>> Start Raw records

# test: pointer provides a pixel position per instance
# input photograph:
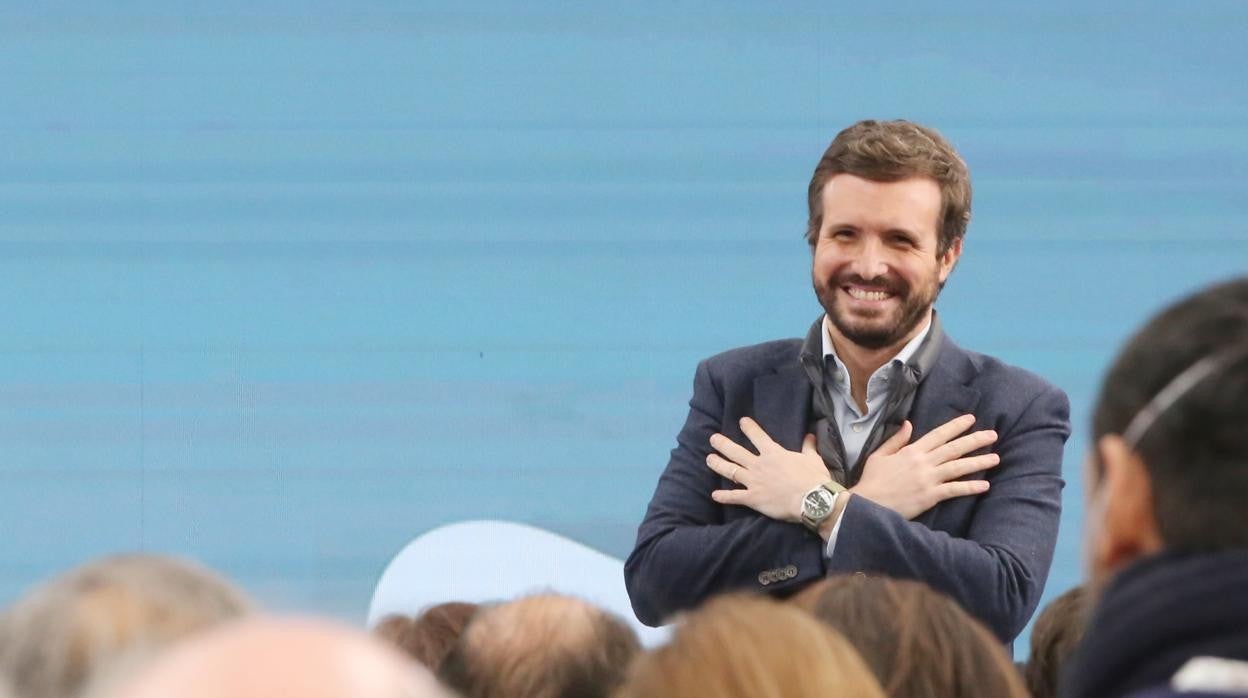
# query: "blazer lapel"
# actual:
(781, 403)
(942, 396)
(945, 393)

>> End Raw records
>> Start Raw records

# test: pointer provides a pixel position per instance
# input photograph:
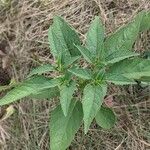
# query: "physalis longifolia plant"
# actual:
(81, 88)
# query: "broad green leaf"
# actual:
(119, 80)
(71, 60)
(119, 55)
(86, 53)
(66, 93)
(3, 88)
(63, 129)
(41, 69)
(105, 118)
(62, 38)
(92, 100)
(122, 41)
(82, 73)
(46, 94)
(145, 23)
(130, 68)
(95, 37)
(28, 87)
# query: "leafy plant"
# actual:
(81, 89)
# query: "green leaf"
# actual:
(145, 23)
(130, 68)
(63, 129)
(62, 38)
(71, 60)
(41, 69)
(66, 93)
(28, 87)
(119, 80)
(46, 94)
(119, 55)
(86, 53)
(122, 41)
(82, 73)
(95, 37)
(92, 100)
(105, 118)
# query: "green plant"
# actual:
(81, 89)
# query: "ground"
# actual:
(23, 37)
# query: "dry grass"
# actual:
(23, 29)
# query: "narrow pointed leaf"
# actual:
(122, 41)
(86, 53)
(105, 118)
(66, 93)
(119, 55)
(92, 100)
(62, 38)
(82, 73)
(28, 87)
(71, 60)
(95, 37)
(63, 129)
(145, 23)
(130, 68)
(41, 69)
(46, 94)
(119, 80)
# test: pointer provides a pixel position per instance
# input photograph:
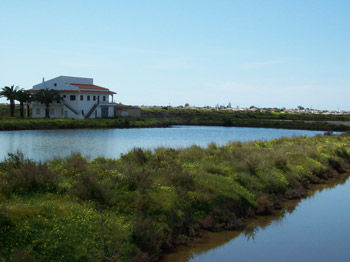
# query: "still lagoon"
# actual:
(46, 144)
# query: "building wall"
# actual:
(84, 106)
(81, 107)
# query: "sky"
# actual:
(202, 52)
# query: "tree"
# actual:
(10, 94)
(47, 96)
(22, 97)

>> End Raw records
>> Start Raw records

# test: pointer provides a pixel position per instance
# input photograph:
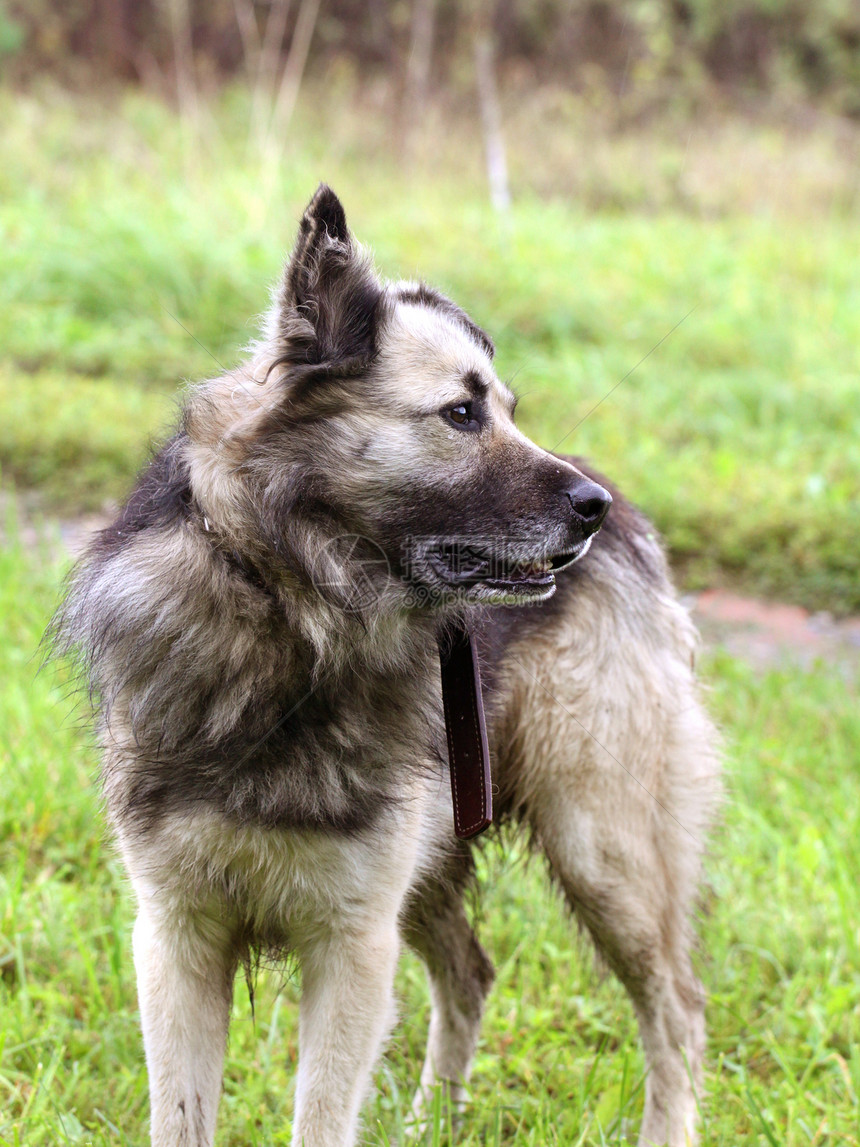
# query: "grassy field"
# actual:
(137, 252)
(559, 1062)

>> End Raw records

■ Problem requirements
Pull out every line of the records above that contains the string "green". Case counts.

■ Right answer
# query: "broad green leaf"
# query: "green leaf"
# query: "green plant"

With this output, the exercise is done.